* _DOCUMENT PASSAGE_
● ● ● ● ● ● ●
Normally, cells grow and divide to form new cells. When these cells become old or damaged, they die and are replaced by new cells. This process is controlled by genes. However, sometimes, this orderly process does not occur. Old and damaged cells do not die, and new cells continue dividing even when the body does not need them. As a result, a mass of tissue—a ‘tumour’ or ‘lump’—is formed.
This tumour or lump can be benign or malignant. Benign tumours are not cancers, while malignant tumours are made of cancer cells. Benign tumours usually grow slowly and do not spread to other parts of the body, while malignant tumours grow more quickly and invade adjoining parts of the body or spread to other organs. A cancer cell is a cell with the ability to grow out of control and invade other tissues. In most cases, cancer cells form a tumour; however, in some cases, such as leukaemia, there may not be any tumour. In this book, only malignant tumours or cancers are discussed.
Cause of Cancer
The exact cause of cancer is unknown. What is known is that cancer is caused by damage to the genes that control cell division and growth. All cancers are genetic because they are caused by abnormal genes. This damage to genes is a result of interactions between a person’s genetic factors and external factors, including:
- physical agents, such as ionising radiation
chemical agents, such as tobacco smoke
biological agents, such as infections from bacteria and viruses.
● ● ● ● ● ● ●
* _TASK DIRECTIONS_
Reproduce the text on cancer word for word, starting at "Normally, cells grow" and ending at "or ‘lump’—is formed.".

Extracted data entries
● ● ● ● ● ● ●
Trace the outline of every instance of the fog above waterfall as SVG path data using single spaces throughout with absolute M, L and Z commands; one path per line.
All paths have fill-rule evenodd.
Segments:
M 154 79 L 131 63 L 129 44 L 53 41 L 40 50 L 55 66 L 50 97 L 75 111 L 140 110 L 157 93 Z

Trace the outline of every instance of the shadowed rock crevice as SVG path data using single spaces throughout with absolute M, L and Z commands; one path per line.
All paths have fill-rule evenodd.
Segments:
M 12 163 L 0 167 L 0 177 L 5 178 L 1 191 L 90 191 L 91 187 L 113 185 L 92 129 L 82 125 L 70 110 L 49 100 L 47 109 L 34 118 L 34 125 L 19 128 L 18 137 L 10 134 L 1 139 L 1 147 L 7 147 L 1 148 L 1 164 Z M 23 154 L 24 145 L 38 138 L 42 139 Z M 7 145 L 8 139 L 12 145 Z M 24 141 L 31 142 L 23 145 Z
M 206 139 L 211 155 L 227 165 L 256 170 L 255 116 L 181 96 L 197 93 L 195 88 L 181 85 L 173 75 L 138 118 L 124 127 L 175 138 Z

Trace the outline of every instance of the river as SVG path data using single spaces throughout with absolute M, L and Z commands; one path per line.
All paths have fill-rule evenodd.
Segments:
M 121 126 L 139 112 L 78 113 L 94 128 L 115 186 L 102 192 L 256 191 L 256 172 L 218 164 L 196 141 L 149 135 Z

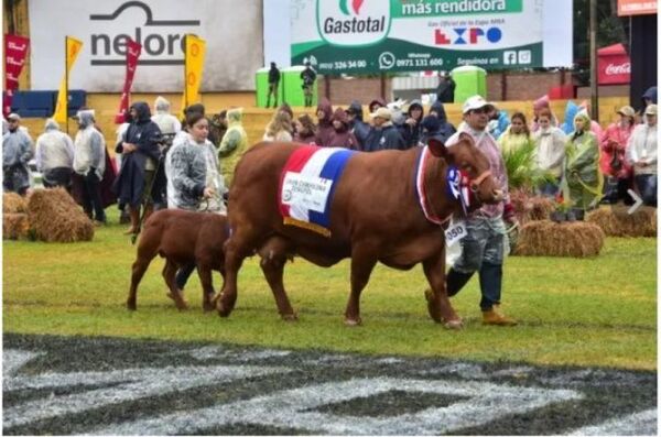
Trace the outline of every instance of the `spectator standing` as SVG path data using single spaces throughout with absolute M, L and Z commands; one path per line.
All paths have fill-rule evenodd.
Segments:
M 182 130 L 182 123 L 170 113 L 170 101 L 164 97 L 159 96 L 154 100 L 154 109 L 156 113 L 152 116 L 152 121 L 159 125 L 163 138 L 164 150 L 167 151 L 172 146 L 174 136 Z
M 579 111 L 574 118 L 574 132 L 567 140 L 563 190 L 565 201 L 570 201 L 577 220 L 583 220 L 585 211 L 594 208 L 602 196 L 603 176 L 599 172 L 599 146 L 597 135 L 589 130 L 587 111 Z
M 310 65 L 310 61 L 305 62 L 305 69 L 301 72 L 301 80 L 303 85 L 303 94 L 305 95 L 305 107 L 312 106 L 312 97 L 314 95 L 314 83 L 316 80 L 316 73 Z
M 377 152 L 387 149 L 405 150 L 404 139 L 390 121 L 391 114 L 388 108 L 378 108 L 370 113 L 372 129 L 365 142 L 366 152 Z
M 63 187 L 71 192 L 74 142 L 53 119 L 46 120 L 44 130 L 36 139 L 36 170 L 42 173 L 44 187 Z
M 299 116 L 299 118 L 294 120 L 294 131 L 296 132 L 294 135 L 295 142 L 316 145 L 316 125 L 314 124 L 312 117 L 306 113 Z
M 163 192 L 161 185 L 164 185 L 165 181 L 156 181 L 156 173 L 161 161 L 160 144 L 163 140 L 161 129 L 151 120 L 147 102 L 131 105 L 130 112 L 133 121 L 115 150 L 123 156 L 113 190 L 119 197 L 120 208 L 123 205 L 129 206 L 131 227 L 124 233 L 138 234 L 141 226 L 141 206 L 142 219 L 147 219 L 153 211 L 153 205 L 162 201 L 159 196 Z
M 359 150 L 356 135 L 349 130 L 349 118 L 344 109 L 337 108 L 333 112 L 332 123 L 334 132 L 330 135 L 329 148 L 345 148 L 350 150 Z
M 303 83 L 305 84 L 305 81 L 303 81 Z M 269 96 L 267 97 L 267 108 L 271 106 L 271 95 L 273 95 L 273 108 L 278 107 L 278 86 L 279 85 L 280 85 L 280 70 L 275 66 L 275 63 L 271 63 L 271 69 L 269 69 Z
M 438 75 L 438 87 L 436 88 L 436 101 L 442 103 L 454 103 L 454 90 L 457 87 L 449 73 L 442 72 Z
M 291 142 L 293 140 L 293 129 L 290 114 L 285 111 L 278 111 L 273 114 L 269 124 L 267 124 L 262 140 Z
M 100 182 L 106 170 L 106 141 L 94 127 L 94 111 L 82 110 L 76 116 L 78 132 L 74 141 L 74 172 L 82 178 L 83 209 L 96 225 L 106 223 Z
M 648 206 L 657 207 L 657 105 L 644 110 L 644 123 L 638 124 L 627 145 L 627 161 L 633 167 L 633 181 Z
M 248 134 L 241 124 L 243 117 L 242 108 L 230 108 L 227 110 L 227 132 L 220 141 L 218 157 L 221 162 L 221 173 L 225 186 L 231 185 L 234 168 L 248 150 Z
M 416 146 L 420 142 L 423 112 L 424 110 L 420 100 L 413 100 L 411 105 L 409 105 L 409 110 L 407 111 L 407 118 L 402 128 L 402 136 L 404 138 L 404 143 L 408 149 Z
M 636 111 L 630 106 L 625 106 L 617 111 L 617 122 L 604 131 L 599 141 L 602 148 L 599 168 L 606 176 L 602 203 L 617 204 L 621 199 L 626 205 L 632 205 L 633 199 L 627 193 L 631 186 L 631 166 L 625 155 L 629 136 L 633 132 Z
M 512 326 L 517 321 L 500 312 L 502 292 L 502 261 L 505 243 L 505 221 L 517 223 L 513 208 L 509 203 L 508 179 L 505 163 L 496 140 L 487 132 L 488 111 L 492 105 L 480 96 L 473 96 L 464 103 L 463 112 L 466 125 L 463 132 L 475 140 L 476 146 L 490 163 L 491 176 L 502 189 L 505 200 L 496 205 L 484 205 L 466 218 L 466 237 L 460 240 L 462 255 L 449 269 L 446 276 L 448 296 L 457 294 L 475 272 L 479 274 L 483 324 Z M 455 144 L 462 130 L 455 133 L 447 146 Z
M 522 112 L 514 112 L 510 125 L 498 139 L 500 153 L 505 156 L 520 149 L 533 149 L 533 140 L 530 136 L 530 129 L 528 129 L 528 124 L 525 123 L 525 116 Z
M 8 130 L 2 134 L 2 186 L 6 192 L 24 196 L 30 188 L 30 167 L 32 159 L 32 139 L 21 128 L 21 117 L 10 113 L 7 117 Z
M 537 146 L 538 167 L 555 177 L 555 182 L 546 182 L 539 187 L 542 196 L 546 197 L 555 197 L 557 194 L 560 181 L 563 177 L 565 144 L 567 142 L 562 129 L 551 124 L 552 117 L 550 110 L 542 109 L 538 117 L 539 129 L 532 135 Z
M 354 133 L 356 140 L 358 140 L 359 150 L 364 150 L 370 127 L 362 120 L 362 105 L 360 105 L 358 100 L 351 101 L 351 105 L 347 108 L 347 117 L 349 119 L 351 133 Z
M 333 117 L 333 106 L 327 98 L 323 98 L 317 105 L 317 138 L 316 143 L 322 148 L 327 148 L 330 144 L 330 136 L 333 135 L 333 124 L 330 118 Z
● ● ● ● ● ● ●
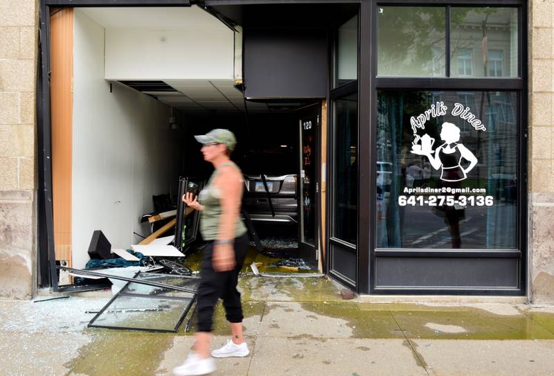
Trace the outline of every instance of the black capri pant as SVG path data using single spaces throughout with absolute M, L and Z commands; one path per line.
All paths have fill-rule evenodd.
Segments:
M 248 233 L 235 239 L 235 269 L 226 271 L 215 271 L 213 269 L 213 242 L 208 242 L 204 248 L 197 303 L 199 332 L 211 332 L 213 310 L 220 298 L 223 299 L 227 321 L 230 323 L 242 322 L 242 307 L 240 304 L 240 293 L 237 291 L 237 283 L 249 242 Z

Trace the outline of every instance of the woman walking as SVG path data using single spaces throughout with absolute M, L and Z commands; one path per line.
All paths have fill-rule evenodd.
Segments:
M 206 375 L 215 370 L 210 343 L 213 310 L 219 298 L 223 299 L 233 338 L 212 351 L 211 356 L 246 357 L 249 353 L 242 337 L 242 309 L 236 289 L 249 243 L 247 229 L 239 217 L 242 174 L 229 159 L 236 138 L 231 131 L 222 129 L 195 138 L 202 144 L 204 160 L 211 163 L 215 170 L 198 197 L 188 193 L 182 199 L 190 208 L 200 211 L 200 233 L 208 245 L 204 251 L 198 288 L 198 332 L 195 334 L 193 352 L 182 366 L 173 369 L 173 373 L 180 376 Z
● ● ● ● ● ● ●
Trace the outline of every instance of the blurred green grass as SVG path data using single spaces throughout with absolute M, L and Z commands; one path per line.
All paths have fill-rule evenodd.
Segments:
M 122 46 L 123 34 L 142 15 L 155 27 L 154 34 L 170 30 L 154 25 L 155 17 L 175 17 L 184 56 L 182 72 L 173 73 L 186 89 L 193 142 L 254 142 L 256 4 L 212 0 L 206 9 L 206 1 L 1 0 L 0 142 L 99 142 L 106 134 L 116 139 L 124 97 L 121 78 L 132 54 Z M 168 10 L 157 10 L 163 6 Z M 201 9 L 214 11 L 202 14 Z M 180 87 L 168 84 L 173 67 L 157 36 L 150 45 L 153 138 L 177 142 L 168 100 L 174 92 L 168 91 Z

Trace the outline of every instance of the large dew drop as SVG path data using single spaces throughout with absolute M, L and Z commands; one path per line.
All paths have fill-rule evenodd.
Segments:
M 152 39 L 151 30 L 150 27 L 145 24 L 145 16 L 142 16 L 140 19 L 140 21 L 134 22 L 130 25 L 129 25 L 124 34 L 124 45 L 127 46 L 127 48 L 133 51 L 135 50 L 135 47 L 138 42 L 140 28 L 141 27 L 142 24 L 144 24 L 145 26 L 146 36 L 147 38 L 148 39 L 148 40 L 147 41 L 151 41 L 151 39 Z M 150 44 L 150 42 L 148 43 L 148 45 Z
● ● ● ● ● ● ●
* _RESULT FOR THIS EXERCISE_
Normally, cells grow and divide to form new cells. When these cells become old or damaged, they die and are replaced by new cells. This process is controlled by genes. However, sometimes, this orderly process does not occur. Old and damaged cells do not die, and new cells continue dividing even when the body does not need them. As a result, a mass of tissue—a ‘tumour’ or ‘lump’—is formed.